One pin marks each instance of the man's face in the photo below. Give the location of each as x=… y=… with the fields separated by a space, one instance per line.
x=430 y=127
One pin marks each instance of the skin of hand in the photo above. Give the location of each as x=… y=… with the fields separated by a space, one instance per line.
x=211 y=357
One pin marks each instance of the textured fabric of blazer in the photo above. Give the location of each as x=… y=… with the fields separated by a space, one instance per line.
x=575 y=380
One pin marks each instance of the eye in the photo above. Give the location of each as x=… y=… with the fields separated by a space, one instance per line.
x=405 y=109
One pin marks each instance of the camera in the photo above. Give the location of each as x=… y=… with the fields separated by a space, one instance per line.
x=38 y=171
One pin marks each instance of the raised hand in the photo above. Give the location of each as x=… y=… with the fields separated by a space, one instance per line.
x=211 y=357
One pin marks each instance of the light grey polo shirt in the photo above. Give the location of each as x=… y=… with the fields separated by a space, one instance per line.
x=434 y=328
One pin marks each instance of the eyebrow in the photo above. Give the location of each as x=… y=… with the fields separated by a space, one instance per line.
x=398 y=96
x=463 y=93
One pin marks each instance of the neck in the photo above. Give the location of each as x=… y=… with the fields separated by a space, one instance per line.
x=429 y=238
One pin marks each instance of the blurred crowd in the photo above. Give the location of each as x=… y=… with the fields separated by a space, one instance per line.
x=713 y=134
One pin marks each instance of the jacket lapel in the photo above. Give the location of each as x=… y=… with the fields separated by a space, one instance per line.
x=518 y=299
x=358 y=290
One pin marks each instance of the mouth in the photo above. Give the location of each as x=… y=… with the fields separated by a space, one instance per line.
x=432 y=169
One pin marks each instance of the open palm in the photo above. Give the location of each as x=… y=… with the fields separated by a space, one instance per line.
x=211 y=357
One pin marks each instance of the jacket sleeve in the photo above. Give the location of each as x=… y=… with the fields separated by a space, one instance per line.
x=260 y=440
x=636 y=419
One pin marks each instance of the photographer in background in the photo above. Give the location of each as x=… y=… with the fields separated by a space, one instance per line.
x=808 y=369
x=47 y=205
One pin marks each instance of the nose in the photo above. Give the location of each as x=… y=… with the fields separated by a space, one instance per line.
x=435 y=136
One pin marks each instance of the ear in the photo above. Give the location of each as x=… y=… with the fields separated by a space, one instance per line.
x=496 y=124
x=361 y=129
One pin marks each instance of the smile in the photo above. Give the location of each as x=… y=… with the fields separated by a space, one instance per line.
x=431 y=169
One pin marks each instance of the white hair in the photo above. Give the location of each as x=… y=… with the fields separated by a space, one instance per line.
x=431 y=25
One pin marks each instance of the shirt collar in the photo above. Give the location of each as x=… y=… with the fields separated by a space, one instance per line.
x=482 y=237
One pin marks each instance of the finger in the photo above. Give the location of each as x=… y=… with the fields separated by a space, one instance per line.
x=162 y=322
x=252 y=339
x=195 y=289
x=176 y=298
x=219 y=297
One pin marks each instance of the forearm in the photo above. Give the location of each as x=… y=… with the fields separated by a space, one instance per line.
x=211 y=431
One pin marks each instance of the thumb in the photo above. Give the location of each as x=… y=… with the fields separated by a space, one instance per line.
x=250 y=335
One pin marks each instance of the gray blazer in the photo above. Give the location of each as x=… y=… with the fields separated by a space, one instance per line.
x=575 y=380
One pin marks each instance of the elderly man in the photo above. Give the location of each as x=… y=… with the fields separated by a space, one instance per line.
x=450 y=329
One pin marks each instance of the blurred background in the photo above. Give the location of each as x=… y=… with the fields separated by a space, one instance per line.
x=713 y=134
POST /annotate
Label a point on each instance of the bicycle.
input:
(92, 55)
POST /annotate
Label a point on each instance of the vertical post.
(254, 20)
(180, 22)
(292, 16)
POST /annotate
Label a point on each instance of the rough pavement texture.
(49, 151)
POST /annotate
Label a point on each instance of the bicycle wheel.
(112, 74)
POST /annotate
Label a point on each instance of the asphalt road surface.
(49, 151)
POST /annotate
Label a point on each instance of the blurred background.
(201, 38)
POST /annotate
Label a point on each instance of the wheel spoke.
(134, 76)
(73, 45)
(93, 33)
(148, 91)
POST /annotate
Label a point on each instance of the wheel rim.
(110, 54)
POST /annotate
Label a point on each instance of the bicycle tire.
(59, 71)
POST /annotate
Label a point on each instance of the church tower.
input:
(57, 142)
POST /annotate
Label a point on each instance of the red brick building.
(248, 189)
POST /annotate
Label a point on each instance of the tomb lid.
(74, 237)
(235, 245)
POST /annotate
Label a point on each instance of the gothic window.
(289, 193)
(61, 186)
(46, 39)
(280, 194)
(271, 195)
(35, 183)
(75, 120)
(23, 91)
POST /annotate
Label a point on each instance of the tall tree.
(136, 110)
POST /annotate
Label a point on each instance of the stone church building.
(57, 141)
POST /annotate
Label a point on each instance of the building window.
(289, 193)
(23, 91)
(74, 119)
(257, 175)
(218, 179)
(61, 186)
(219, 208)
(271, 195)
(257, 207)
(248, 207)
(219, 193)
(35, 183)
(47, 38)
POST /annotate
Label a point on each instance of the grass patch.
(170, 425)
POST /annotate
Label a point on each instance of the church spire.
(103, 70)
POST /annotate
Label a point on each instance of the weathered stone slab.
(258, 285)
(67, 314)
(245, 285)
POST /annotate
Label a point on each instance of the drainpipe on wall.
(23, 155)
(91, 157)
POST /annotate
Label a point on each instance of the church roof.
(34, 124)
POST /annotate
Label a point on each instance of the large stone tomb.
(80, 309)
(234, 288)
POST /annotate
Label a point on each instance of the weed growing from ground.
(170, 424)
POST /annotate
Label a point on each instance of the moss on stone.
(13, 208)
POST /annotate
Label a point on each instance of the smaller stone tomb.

——

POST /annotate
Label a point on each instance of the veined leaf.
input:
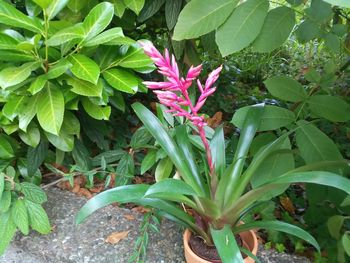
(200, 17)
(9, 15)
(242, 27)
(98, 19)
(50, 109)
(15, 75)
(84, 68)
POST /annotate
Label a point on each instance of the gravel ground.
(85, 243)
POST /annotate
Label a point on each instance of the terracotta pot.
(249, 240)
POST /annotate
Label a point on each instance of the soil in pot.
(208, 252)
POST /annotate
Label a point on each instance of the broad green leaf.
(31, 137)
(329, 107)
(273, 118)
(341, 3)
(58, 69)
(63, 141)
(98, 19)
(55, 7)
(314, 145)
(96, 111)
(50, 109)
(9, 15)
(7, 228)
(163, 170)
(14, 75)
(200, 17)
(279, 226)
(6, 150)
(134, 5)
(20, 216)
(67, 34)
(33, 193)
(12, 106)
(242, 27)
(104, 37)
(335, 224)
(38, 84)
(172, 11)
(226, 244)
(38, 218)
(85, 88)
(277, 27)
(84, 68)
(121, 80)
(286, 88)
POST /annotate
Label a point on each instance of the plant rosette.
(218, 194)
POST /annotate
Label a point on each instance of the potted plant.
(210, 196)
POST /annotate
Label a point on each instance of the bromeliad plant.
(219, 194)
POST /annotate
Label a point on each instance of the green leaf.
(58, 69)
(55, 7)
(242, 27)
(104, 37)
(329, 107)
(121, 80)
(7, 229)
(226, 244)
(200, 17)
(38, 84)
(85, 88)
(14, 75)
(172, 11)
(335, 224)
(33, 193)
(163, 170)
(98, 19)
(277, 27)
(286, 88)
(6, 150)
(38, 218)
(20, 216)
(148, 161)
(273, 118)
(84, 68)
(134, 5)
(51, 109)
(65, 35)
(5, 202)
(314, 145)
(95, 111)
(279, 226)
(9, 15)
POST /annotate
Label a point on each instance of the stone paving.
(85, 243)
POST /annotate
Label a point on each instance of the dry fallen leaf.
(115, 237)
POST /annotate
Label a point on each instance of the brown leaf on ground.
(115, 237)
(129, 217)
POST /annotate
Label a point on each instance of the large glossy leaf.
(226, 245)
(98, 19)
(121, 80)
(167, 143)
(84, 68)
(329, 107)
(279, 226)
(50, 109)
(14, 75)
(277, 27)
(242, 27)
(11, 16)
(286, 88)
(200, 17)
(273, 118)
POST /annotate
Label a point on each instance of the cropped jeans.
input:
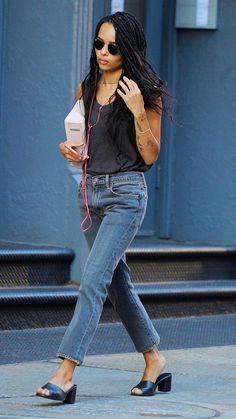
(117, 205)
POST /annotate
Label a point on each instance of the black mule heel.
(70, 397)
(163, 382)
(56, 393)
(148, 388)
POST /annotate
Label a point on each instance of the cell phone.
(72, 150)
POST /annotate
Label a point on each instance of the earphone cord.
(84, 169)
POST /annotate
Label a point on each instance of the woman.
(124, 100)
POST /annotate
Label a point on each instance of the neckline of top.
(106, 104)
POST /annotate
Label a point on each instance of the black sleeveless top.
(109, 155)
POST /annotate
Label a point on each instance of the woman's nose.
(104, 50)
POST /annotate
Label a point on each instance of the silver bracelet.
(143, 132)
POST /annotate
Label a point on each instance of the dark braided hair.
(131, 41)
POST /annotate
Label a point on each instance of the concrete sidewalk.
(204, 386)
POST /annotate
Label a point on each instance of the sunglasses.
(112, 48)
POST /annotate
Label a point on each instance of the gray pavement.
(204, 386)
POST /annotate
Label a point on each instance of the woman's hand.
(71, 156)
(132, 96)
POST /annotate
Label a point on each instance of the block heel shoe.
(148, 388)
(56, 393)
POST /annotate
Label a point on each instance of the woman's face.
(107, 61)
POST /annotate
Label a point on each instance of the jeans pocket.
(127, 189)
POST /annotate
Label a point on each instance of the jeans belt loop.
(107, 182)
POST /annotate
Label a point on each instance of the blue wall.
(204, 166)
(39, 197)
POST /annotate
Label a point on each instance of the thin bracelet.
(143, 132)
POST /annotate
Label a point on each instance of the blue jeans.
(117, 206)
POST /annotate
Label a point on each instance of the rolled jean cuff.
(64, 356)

——

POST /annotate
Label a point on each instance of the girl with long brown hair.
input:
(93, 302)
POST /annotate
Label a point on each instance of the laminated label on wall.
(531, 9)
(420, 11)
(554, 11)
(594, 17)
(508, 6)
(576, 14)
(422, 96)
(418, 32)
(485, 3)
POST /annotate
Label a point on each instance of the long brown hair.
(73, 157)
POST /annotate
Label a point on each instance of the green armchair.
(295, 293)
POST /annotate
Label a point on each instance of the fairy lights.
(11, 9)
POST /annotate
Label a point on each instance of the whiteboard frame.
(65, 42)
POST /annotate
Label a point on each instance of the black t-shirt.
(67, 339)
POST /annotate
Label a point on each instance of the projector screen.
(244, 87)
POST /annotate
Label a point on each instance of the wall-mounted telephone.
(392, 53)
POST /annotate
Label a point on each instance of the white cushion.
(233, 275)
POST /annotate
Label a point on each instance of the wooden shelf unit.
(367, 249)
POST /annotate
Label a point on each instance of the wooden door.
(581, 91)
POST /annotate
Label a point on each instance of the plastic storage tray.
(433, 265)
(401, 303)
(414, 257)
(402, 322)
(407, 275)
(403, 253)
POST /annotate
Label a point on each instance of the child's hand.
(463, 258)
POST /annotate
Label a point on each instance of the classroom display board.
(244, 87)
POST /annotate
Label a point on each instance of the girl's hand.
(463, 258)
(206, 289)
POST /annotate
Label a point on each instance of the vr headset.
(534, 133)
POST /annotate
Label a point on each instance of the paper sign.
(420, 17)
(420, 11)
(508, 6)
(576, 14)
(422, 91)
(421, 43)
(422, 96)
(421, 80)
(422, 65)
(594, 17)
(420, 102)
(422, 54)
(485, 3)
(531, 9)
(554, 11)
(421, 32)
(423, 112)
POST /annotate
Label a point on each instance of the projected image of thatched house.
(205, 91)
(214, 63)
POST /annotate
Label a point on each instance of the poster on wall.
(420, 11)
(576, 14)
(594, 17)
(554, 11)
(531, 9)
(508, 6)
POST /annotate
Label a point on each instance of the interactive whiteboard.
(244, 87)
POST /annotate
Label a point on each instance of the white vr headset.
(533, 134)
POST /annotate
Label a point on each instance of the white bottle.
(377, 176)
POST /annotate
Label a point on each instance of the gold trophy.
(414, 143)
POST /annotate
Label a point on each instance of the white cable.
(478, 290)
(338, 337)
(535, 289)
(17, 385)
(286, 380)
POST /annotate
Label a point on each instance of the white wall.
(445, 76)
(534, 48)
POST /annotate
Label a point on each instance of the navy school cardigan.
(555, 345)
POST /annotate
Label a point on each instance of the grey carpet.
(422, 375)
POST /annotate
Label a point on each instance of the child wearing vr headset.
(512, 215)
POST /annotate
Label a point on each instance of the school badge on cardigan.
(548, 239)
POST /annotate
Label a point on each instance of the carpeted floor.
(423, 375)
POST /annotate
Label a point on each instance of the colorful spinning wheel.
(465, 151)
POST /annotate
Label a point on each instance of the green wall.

——

_Task:_ Repeat, exactly as they stand above, the lines from the line with "Label a point on each instance of the grass" to the line with "Label a point on each instance of the smaller", both lines included.

_Task solution:_
Label a point on each instance of the grass patch.
(170, 425)
POST /annotate
Label a point on each instance of the church spire.
(103, 70)
POST /annotate
Label a point on each instance of the weathered stone slab.
(258, 285)
(67, 314)
(245, 285)
POST /annotate
Label a point on each instance of the drainpipe on wall.
(23, 155)
(91, 157)
POST /annotate
Label a point on each instance of the church roof.
(34, 124)
POST /annotate
Label a point on each instance of the large stone tomb.
(80, 309)
(234, 288)
POST /annotate
Label a point on each instance of the weed growing from ground.
(170, 424)
POST /annotate
Label a point on each instance of the moss on stone.
(13, 208)
POST /annotate
Label a point on each instance of the smaller stone tomb.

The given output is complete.